==== MATERIAL PROVIDED

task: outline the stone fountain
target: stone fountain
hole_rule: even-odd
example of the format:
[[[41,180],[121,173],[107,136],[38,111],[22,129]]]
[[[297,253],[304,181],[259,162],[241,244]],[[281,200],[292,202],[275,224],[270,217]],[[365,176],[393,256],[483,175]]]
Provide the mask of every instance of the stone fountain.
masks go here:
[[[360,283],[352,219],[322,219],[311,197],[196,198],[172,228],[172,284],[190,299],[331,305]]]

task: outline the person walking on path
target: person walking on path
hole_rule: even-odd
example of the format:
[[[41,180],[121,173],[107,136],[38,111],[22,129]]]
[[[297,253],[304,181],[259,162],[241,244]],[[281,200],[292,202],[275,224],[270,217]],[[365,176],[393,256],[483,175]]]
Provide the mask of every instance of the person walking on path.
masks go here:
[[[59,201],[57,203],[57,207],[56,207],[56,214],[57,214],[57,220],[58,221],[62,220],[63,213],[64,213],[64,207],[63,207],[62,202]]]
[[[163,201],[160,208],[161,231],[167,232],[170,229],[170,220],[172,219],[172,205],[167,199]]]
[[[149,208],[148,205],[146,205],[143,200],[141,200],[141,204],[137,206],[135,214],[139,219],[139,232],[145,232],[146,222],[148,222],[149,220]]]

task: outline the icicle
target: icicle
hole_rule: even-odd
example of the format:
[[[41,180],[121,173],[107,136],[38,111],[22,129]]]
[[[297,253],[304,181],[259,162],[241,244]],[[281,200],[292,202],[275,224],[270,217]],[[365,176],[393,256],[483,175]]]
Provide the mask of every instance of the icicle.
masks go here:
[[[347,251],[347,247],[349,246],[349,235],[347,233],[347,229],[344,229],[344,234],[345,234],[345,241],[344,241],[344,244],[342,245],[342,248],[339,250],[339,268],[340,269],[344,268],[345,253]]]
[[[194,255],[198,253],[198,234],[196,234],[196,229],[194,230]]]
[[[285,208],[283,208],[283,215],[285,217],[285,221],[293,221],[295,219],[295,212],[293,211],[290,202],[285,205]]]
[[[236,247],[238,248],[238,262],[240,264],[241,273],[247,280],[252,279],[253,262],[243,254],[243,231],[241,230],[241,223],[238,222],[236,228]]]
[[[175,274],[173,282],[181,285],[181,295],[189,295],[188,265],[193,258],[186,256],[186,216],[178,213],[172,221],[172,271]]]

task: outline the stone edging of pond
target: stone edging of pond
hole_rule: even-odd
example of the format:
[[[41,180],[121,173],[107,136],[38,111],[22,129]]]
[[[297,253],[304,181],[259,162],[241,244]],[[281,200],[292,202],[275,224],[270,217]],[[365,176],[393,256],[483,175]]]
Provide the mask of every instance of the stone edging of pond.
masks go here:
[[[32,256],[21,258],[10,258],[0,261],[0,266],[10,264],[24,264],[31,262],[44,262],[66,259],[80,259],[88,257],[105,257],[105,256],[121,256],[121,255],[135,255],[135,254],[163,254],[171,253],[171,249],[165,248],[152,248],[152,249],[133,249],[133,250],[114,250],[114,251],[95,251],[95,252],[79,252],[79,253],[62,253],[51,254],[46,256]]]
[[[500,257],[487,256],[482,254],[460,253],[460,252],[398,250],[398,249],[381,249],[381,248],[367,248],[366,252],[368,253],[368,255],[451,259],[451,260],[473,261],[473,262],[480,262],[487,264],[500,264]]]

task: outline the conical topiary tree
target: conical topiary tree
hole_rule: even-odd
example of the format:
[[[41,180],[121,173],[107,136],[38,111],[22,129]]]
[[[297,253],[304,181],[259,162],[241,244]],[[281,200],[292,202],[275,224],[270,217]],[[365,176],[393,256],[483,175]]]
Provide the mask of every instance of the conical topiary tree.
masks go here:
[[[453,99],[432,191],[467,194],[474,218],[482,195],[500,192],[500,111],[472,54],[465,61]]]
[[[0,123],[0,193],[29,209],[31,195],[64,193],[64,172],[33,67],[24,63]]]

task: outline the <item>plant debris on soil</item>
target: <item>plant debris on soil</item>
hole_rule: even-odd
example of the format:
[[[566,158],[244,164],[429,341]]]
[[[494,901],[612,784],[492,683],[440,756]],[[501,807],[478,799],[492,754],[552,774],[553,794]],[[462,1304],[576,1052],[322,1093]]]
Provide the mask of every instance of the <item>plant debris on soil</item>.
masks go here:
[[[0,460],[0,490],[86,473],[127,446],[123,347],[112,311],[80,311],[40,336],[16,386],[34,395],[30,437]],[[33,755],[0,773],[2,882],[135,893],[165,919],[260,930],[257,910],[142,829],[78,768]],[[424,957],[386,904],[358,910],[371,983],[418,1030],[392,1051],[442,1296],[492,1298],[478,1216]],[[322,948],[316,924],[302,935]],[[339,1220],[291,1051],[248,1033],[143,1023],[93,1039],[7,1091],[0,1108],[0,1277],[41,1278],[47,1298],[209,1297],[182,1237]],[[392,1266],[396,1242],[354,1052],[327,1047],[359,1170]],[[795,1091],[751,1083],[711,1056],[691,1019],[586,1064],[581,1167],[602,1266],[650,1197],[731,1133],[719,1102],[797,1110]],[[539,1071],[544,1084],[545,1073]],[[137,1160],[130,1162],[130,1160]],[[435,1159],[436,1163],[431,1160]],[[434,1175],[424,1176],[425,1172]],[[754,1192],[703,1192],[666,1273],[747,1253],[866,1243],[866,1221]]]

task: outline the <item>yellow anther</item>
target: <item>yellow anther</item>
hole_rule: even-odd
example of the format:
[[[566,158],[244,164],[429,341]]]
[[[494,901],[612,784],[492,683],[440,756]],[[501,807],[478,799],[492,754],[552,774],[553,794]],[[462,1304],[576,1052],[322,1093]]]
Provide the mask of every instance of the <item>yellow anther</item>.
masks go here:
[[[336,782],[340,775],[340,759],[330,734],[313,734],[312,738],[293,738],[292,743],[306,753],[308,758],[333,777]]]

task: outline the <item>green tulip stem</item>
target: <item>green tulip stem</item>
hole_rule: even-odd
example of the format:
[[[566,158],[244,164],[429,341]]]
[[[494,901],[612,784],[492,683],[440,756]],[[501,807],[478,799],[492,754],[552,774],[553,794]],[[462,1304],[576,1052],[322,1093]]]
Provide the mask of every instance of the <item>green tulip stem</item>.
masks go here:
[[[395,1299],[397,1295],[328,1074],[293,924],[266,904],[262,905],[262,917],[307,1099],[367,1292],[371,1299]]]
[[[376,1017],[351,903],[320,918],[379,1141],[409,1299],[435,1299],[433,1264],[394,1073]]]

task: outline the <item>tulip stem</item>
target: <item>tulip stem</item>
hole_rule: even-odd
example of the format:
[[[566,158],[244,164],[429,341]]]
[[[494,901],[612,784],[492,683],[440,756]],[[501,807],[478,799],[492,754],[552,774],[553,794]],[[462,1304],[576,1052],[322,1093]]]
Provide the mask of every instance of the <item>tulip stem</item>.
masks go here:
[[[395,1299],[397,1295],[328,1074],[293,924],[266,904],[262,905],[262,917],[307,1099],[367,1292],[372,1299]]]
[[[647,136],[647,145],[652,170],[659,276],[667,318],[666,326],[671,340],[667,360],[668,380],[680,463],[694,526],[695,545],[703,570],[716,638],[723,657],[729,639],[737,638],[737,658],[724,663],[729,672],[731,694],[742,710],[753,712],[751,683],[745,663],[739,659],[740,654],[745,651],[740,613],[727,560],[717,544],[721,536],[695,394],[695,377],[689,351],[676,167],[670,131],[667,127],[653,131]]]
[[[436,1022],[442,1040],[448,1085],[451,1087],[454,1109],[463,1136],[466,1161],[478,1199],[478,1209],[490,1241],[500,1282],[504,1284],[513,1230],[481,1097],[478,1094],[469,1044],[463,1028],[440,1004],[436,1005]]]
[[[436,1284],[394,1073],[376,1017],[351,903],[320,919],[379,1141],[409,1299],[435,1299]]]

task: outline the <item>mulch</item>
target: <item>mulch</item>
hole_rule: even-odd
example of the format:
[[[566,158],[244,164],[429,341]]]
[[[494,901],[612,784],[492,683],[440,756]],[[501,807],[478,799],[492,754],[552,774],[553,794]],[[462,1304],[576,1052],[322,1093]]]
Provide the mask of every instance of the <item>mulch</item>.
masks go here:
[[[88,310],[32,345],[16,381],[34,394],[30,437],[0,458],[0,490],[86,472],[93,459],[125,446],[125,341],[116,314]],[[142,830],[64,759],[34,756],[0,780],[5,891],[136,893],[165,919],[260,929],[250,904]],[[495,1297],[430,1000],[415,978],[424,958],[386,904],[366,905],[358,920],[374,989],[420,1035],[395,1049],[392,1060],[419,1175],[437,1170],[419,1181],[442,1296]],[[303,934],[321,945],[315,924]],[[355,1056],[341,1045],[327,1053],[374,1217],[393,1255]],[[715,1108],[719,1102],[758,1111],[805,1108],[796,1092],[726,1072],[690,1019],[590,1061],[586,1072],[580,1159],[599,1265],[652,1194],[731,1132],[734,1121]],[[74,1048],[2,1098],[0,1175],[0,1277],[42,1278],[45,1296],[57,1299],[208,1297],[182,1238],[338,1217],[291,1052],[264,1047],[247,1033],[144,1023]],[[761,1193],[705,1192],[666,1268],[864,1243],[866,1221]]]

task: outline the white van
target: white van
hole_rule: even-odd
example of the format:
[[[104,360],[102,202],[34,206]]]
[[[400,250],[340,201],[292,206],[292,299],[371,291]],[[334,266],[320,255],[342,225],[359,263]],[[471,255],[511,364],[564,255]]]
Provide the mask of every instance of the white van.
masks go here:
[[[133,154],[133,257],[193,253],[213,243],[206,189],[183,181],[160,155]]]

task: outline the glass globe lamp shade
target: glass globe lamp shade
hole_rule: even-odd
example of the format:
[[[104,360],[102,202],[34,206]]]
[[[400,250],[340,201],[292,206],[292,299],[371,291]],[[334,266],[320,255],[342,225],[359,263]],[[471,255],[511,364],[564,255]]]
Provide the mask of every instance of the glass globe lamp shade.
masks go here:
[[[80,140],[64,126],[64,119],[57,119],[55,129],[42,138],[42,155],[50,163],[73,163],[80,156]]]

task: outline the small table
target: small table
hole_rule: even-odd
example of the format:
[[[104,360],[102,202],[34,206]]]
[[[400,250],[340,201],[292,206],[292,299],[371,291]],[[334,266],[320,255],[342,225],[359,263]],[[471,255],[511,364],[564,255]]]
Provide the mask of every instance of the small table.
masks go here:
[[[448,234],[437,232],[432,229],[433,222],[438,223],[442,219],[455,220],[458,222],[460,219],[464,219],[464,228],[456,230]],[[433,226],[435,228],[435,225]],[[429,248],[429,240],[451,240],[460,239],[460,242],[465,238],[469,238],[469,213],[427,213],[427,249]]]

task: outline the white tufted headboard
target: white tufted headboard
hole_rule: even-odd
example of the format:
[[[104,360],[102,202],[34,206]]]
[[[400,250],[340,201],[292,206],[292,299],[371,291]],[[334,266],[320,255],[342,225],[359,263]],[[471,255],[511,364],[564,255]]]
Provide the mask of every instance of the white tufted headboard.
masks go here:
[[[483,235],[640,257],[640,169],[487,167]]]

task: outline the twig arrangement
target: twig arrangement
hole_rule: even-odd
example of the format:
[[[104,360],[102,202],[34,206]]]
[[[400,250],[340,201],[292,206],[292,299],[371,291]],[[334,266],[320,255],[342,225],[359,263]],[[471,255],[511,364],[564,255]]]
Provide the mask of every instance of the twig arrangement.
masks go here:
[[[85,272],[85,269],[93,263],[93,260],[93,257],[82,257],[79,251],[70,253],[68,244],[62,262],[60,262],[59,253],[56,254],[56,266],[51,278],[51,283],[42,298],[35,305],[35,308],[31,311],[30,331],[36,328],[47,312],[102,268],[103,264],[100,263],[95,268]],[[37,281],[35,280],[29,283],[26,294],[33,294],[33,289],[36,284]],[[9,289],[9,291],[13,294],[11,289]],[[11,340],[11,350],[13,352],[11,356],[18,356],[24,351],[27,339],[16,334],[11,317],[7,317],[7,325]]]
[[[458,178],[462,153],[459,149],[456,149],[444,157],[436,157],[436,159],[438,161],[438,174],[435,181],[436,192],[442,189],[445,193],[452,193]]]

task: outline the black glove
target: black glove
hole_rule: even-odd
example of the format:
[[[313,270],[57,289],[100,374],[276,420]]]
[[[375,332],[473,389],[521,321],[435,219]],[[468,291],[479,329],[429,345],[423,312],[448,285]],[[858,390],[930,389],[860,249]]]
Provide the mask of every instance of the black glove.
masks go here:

========

### WORK TO COMPLETE
In the listing above, find the line with "target: <item>plant debris on soil</item>" and the line with "Provide the mask of every instance of the <item>plant". Output those two lines and every line between them, exactly as written.

### RESULT FOR THIS EXERCISE
target: <item>plant debris on soil</item>
hole_rule: even-odd
example of the format:
[[[566,158],[244,164],[429,341]]]
[[[494,901],[612,784],[492,683],[440,756]],[[501,807],[478,799],[492,754],[552,774],[553,794]],[[462,1304],[576,1052],[322,1093]]]
Provide the mask of every instance of the <item>plant debris on soil</item>.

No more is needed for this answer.